Return the entries exactly as they appear.

=======

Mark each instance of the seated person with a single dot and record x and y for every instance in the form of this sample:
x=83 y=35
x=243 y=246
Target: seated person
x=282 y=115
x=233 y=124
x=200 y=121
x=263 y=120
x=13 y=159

=======

### OUTPUT FOR THIS TASK:
Mark each instance of the seated person with a single dot and record x and y for every instance in the form of this sample:
x=83 y=35
x=243 y=246
Target: seated person
x=282 y=115
x=233 y=124
x=200 y=121
x=263 y=120
x=13 y=159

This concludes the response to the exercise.